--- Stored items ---
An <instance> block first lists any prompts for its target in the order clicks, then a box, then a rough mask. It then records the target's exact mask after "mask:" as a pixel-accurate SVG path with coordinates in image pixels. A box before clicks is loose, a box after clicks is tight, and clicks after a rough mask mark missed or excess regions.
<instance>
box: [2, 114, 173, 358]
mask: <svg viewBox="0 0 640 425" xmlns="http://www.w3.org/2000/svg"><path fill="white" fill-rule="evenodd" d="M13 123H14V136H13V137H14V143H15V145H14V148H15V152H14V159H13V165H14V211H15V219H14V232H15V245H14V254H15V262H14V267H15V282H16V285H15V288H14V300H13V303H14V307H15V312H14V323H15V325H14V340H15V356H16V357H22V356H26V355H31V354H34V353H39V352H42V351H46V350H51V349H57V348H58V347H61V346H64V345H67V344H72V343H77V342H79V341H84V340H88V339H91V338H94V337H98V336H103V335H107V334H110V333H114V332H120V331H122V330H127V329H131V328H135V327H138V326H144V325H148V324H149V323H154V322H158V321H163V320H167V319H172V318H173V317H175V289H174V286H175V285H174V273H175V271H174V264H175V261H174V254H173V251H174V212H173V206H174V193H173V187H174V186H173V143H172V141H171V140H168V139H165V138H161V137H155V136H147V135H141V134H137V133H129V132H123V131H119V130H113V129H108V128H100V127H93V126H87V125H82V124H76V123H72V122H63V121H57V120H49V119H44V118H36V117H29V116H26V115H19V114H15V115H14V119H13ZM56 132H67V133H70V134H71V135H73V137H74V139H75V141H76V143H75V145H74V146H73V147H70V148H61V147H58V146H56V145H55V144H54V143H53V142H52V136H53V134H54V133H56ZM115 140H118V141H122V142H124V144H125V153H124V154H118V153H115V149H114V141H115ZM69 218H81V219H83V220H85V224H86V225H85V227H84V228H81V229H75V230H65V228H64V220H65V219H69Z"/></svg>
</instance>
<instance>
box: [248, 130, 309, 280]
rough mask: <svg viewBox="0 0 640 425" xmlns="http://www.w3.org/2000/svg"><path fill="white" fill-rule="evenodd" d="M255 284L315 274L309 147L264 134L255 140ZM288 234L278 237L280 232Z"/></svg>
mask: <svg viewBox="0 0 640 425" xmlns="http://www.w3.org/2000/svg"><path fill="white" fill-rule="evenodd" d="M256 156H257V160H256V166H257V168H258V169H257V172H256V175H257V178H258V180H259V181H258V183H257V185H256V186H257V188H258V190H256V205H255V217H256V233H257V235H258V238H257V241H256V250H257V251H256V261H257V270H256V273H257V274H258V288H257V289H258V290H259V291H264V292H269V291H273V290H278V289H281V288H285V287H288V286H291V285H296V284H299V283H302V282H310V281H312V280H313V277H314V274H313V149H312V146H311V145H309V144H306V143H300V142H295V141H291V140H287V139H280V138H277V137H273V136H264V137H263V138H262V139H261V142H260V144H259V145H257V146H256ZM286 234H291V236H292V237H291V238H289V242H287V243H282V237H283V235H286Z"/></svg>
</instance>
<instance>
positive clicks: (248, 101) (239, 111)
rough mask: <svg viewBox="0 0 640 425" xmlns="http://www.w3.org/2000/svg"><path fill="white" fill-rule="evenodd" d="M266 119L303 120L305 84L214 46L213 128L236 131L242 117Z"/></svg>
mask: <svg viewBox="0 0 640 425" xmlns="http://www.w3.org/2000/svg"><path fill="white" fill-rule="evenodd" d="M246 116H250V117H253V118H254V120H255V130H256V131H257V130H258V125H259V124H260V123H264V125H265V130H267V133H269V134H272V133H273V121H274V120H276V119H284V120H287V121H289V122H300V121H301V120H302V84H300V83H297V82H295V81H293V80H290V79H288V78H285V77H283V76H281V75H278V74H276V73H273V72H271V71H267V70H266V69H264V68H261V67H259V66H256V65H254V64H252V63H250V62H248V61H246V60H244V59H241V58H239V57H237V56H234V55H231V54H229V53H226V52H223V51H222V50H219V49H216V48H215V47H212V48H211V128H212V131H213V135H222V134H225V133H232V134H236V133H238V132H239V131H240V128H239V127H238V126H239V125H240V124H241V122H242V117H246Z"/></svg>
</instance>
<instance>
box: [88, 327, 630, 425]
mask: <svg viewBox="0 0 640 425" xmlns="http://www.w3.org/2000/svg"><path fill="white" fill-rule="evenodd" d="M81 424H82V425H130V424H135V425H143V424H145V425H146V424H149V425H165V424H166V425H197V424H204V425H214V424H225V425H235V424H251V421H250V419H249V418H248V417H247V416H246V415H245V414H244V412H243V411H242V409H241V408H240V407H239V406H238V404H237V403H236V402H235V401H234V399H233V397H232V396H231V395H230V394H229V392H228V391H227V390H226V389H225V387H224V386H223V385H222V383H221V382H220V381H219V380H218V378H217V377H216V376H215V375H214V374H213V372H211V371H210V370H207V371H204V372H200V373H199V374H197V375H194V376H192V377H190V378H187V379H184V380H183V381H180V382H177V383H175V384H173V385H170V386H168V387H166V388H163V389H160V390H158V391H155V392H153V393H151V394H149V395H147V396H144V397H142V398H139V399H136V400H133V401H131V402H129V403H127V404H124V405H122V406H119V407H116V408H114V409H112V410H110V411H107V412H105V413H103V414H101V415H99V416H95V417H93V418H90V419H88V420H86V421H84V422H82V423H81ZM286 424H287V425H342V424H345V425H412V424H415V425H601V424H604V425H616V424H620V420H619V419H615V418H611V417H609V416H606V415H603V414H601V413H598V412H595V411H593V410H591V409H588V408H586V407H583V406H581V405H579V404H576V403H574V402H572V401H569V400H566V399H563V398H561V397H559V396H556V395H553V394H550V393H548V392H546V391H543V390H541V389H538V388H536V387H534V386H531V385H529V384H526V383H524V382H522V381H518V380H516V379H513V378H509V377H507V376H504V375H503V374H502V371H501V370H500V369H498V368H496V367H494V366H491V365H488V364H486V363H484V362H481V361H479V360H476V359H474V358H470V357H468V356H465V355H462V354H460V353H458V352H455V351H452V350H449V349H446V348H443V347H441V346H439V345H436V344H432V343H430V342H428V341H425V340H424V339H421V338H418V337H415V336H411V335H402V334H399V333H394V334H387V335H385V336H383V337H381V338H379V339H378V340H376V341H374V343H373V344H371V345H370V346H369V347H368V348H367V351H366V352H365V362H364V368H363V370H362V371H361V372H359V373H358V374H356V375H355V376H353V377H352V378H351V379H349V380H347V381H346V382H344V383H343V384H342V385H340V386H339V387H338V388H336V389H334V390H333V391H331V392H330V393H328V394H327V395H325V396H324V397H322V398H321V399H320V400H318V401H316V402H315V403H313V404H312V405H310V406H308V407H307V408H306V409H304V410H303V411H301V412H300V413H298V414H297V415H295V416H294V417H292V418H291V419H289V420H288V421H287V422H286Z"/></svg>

--- Exercise objective ---
Word for word, output the records that appear above.

--- Output below ---
An <instance> block first lists any prompts for its target in the order clicks, then a box, then a rough mask. It then records the target's exact mask after "mask:" as a pixel-accurate SVG path with coordinates in image pixels. A box before clicks is loose, a box after clicks is tight, and clicks after a rough mask mark missed or excess regions.
<instance>
box: [2, 114, 173, 358]
mask: <svg viewBox="0 0 640 425" xmlns="http://www.w3.org/2000/svg"><path fill="white" fill-rule="evenodd" d="M13 123H14V136H13V137H14V143H15V145H14V148H15V152H14V159H13V165H14V211H15V219H14V232H15V245H14V254H15V262H14V267H15V282H16V285H15V288H14V300H13V303H14V307H15V312H14V323H15V325H14V340H15V356H16V357H22V356H26V355H31V354H34V353H39V352H42V351H46V350H51V349H57V348H58V347H61V346H64V345H67V344H72V343H77V342H79V341H84V340H88V339H91V338H94V337H98V336H103V335H107V334H110V333H114V332H120V331H122V330H127V329H131V328H135V327H138V326H144V325H148V324H149V323H154V322H158V321H163V320H167V319H172V318H173V317H175V289H174V286H175V285H174V273H175V271H174V264H175V261H174V254H173V251H174V212H173V206H174V193H173V187H174V186H173V143H172V141H171V140H168V139H165V138H161V137H155V136H147V135H141V134H137V133H129V132H123V131H119V130H113V129H108V128H100V127H93V126H87V125H82V124H76V123H72V122H63V121H57V120H49V119H44V118H36V117H29V116H26V115H19V114H15V115H14V119H13ZM56 132H67V133H70V134H71V135H73V137H74V139H75V141H76V143H75V145H74V146H73V147H70V148H61V147H58V146H56V145H55V144H54V143H53V142H52V136H53V134H54V133H56ZM115 140H118V141H122V142H124V144H125V153H124V154H118V153H115V149H114V141H115ZM69 218H81V219H83V220H85V224H86V225H85V227H84V228H81V229H75V230H65V228H64V220H65V219H69Z"/></svg>
</instance>
<instance>
box: [248, 130, 309, 280]
rough mask: <svg viewBox="0 0 640 425" xmlns="http://www.w3.org/2000/svg"><path fill="white" fill-rule="evenodd" d="M255 284L315 274L309 147L264 134L255 140ZM288 234L278 237L280 232Z"/></svg>
mask: <svg viewBox="0 0 640 425" xmlns="http://www.w3.org/2000/svg"><path fill="white" fill-rule="evenodd" d="M256 156H257V160H256V166H257V168H258V169H257V172H256V175H257V178H258V180H259V181H258V183H257V185H256V186H257V188H258V190H256V205H255V217H256V233H257V235H258V238H257V241H256V250H257V251H256V261H257V270H256V273H257V274H258V288H257V289H258V290H259V291H264V292H269V291H273V290H278V289H281V288H285V287H288V286H291V285H296V284H299V283H302V282H310V281H312V280H313V277H314V274H313V149H312V146H311V145H309V144H306V143H300V142H295V141H291V140H287V139H280V138H277V137H273V136H264V137H263V138H262V139H261V142H260V144H259V145H257V146H256ZM286 234H291V236H292V237H291V238H289V242H287V243H282V237H283V235H286Z"/></svg>
</instance>
<instance>
positive clicks: (248, 101) (239, 111)
rough mask: <svg viewBox="0 0 640 425" xmlns="http://www.w3.org/2000/svg"><path fill="white" fill-rule="evenodd" d="M266 119L303 120L305 84L214 46L213 128L236 131L242 117Z"/></svg>
mask: <svg viewBox="0 0 640 425" xmlns="http://www.w3.org/2000/svg"><path fill="white" fill-rule="evenodd" d="M246 116H250V117H253V118H254V120H255V130H256V131H257V130H258V125H259V124H260V123H264V125H265V130H267V133H269V134H272V133H273V121H274V120H276V119H284V120H287V121H289V122H300V121H301V120H302V84H300V83H297V82H295V81H293V80H290V79H288V78H285V77H283V76H281V75H278V74H276V73H273V72H271V71H267V70H266V69H264V68H261V67H259V66H256V65H254V64H252V63H250V62H248V61H246V60H244V59H241V58H239V57H237V56H234V55H231V54H229V53H226V52H223V51H222V50H219V49H216V48H215V47H212V48H211V128H212V131H213V135H222V134H225V133H232V134H236V133H238V132H239V131H240V128H239V127H238V126H239V125H240V124H241V122H242V117H246Z"/></svg>
</instance>
<instance>
box: [88, 327, 630, 425]
mask: <svg viewBox="0 0 640 425" xmlns="http://www.w3.org/2000/svg"><path fill="white" fill-rule="evenodd" d="M81 424H82V425H130V424H135V425H143V424H145V425H146V424H149V425H165V424H166V425H197V424H204V425H214V424H225V425H235V424H251V421H250V419H249V418H248V417H247V416H246V415H245V414H244V412H243V411H242V409H241V408H240V407H239V406H238V404H237V403H236V402H235V401H234V399H233V397H232V396H231V395H230V394H229V392H228V391H227V390H226V389H225V387H224V386H223V385H222V383H221V382H220V381H219V380H218V378H217V377H216V376H215V375H214V374H213V372H211V371H210V370H207V371H204V372H200V373H199V374H197V375H194V376H192V377H190V378H187V379H184V380H183V381H180V382H177V383H175V384H173V385H170V386H168V387H166V388H163V389H160V390H158V391H155V392H153V393H151V394H149V395H147V396H144V397H142V398H139V399H136V400H133V401H131V402H129V403H127V404H124V405H122V406H119V407H116V408H114V409H112V410H110V411H107V412H105V413H103V414H101V415H99V416H95V417H93V418H90V419H88V420H86V421H84V422H82V423H81ZM286 424H287V425H342V424H345V425H412V424H415V425H601V424H604V425H616V424H620V420H619V419H615V418H611V417H609V416H606V415H603V414H601V413H598V412H595V411H593V410H591V409H588V408H586V407H583V406H581V405H579V404H576V403H574V402H572V401H569V400H566V399H563V398H561V397H559V396H556V395H553V394H550V393H548V392H546V391H543V390H541V389H538V388H536V387H534V386H531V385H529V384H526V383H524V382H522V381H518V380H516V379H513V378H509V377H507V376H504V375H503V374H502V371H501V370H500V369H498V368H496V367H494V366H491V365H488V364H486V363H484V362H481V361H479V360H476V359H474V358H470V357H468V356H465V355H462V354H460V353H458V352H455V351H452V350H449V349H446V348H443V347H441V346H439V345H436V344H432V343H430V342H428V341H425V340H424V339H421V338H418V337H415V336H411V335H402V334H399V333H394V334H387V335H385V336H383V337H381V338H379V339H378V340H376V341H374V343H373V344H371V345H370V346H369V347H368V348H367V351H366V352H365V362H364V368H363V370H362V371H361V372H359V373H358V374H356V375H355V376H353V377H352V378H351V379H349V380H347V381H346V382H344V383H343V384H342V385H340V386H339V387H338V388H336V389H334V390H333V391H331V392H330V393H328V394H327V395H325V396H324V397H322V398H321V399H320V400H318V401H316V402H315V403H313V404H312V405H310V406H308V407H307V408H306V409H304V410H303V411H301V412H300V413H298V414H297V415H295V416H294V417H292V418H291V419H289V420H288V421H287V422H286Z"/></svg>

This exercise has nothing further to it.